(Pointing dataset excerpts)
[start]

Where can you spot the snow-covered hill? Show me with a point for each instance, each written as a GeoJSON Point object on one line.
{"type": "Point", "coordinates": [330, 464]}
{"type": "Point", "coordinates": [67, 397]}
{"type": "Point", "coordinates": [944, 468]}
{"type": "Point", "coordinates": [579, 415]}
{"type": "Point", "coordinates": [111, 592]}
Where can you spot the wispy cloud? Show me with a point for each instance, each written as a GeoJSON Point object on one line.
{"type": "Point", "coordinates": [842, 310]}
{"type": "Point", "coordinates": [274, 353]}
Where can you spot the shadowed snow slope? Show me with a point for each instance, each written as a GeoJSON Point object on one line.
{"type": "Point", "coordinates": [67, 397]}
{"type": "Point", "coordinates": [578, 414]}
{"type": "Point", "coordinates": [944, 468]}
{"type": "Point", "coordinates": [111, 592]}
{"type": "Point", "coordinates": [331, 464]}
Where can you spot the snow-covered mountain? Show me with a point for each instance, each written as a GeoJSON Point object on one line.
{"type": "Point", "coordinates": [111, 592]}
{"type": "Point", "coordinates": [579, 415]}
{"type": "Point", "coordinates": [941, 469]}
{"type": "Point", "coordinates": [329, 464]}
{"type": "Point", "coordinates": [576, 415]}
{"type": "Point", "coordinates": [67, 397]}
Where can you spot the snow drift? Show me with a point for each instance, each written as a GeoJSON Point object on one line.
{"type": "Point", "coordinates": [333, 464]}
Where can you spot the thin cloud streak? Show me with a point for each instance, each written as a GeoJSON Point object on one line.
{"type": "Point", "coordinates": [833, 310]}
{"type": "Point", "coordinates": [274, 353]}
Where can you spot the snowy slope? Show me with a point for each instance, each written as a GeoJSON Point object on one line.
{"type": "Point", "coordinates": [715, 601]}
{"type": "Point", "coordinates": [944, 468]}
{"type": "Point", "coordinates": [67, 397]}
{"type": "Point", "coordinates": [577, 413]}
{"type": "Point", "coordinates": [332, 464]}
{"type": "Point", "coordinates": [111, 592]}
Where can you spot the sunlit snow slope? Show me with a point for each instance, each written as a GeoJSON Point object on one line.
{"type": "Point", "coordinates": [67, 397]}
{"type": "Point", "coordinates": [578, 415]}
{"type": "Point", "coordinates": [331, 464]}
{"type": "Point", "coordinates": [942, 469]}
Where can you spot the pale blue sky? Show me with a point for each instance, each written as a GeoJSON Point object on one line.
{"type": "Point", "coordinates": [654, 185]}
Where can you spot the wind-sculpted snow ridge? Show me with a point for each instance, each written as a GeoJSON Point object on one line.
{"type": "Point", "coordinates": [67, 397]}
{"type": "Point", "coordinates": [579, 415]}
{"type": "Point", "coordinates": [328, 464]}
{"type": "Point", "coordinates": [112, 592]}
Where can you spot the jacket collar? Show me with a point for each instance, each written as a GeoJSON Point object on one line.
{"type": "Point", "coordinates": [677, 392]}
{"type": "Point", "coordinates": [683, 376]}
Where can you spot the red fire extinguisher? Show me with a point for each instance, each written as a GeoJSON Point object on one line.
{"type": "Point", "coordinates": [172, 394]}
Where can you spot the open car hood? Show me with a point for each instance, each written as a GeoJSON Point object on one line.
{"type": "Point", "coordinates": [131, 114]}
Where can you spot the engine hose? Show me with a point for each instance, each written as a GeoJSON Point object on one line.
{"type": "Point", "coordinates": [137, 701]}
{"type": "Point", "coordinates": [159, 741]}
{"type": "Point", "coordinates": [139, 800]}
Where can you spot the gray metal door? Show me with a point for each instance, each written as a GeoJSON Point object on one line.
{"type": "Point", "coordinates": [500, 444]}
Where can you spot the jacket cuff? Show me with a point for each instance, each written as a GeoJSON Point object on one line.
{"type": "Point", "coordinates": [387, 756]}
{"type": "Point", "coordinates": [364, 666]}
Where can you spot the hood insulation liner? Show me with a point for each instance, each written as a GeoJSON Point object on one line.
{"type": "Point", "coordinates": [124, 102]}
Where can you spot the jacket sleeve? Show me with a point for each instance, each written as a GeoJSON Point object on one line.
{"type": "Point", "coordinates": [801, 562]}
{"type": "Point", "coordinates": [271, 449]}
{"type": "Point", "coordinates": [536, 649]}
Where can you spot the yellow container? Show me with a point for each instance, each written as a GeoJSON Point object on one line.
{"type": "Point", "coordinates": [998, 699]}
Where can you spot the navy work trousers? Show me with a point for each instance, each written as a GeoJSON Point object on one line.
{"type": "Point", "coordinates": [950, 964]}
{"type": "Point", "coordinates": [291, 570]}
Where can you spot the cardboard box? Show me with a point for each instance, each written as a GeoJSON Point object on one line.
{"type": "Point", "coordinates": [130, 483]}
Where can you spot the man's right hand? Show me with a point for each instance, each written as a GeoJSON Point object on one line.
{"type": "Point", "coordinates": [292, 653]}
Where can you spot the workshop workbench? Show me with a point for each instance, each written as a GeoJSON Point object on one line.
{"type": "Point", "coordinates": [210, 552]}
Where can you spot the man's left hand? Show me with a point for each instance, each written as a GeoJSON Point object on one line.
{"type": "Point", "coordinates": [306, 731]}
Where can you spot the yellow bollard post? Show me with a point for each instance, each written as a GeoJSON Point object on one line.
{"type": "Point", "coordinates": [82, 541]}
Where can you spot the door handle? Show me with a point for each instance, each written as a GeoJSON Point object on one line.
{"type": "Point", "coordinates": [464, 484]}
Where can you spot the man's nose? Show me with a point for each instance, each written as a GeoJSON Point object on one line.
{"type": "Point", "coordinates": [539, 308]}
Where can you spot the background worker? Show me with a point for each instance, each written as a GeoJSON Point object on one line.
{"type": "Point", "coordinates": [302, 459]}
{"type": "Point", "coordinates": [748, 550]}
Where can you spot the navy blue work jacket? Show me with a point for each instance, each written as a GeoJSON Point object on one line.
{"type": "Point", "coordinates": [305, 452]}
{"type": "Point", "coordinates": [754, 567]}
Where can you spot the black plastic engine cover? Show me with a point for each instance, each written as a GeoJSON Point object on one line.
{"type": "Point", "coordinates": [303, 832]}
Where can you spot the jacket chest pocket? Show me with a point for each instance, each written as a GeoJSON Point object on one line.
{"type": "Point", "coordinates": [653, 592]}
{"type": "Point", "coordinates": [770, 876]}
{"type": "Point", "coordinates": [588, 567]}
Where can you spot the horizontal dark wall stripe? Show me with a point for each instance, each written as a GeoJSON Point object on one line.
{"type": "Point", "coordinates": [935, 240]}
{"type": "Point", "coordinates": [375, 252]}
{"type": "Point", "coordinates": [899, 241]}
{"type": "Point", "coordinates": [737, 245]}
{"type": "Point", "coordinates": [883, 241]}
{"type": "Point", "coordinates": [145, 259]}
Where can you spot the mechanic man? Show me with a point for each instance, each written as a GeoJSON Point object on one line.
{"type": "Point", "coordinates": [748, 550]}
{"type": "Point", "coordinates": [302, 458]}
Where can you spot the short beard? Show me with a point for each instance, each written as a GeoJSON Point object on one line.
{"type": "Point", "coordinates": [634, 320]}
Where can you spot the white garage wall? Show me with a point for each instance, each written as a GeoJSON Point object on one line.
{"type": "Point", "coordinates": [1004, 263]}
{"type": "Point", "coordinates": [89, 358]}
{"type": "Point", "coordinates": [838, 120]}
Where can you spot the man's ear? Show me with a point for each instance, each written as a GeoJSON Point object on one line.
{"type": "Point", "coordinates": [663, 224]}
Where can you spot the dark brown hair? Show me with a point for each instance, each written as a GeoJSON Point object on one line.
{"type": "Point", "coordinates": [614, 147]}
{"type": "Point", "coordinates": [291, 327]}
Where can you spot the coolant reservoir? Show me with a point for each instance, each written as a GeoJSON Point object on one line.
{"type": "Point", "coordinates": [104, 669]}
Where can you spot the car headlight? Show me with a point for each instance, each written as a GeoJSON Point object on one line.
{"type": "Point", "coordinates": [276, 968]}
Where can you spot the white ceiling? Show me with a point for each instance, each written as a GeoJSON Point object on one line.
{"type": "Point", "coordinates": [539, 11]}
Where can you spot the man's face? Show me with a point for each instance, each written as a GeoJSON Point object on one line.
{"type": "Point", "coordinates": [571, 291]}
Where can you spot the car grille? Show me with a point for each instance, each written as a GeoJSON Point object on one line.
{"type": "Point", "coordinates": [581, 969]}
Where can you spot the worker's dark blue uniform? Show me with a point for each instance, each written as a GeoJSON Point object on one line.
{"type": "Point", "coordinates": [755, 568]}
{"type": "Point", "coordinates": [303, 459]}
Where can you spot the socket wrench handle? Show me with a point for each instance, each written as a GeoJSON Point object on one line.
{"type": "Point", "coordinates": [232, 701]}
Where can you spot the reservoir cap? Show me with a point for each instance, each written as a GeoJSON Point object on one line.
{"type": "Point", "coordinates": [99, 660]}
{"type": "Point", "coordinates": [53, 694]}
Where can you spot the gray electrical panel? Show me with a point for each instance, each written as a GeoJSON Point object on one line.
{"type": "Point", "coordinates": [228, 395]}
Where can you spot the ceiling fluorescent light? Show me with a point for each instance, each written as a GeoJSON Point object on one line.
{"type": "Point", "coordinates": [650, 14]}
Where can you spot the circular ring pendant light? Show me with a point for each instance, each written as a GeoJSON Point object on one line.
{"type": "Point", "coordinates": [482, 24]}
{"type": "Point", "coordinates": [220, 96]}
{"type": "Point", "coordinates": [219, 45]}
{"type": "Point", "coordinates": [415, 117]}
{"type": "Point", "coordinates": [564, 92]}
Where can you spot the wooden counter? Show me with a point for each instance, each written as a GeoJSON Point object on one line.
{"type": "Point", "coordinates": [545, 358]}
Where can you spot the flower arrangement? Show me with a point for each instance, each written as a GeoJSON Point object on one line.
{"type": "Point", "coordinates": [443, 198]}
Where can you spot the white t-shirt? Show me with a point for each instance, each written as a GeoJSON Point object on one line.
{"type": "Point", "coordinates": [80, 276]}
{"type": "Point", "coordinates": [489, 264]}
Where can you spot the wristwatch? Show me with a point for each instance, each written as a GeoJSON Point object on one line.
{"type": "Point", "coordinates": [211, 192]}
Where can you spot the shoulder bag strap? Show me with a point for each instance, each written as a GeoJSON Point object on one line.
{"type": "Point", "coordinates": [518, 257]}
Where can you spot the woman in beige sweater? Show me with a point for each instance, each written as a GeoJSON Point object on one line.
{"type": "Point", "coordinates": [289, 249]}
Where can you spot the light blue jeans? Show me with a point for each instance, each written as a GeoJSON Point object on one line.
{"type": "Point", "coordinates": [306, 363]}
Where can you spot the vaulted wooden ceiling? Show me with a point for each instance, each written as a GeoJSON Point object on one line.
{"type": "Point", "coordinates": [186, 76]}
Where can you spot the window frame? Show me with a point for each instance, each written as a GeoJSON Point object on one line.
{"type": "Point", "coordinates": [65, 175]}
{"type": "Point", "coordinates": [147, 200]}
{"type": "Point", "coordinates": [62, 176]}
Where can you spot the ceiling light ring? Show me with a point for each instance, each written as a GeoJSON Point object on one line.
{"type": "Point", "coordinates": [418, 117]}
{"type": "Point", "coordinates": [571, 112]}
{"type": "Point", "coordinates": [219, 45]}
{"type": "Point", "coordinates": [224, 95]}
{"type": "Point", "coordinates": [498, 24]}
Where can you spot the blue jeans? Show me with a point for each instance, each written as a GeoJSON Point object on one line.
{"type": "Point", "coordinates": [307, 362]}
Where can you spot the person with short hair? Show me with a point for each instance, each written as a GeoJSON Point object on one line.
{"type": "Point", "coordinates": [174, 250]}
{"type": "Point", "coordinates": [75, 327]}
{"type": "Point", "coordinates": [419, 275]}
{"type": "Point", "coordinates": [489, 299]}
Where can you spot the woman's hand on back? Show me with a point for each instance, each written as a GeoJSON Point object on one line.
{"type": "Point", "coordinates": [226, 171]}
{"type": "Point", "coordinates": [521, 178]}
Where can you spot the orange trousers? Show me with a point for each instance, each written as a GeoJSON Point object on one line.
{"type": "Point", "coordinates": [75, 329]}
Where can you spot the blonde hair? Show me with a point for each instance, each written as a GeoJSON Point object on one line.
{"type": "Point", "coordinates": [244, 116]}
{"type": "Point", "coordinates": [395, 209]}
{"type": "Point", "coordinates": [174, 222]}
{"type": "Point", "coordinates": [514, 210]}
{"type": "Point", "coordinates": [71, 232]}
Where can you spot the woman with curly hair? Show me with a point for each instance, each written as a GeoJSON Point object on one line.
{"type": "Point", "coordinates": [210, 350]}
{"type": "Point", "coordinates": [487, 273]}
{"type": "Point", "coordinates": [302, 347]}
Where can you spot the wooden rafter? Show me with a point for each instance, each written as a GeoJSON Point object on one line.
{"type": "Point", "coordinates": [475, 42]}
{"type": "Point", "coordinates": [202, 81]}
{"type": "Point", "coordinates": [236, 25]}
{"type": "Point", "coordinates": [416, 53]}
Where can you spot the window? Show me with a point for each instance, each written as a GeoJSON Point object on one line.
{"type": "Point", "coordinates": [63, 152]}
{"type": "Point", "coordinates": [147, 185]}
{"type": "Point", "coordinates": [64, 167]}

[end]

**Stated goal**.
Quote, without alteration, the final stretch of the entries: the line with "Where can you spot the woman's" onward to the last line.

**Expected output**.
Where can you spot the woman's hand on back? Show me with a point for each instance, each written as a GeoJSON Point object on one line.
{"type": "Point", "coordinates": [226, 171]}
{"type": "Point", "coordinates": [521, 178]}
Where can you spot the orange trousers? Show me with a point for each instance, each written as a GeoJSON Point object on one line.
{"type": "Point", "coordinates": [75, 329]}
Where can you spot the blonde hair? Show me with a point for each instance, each written as a GeoJSON Point object on one line.
{"type": "Point", "coordinates": [244, 116]}
{"type": "Point", "coordinates": [395, 209]}
{"type": "Point", "coordinates": [174, 222]}
{"type": "Point", "coordinates": [514, 210]}
{"type": "Point", "coordinates": [71, 232]}
Where can you spot the woman with curly hair? Show me with a point for each instance, each written as a GeoJSON Point object on one line.
{"type": "Point", "coordinates": [210, 350]}
{"type": "Point", "coordinates": [487, 273]}
{"type": "Point", "coordinates": [302, 347]}
Where can you spot the wooden rafter? Show me with a point for each instance, each written as a GeoJSON Point object on one line.
{"type": "Point", "coordinates": [475, 42]}
{"type": "Point", "coordinates": [202, 81]}
{"type": "Point", "coordinates": [236, 25]}
{"type": "Point", "coordinates": [416, 53]}
Where can you spot the window? Show me with a point for each instance, each written as a GeoJSON Point object on one line.
{"type": "Point", "coordinates": [63, 152]}
{"type": "Point", "coordinates": [147, 185]}
{"type": "Point", "coordinates": [64, 167]}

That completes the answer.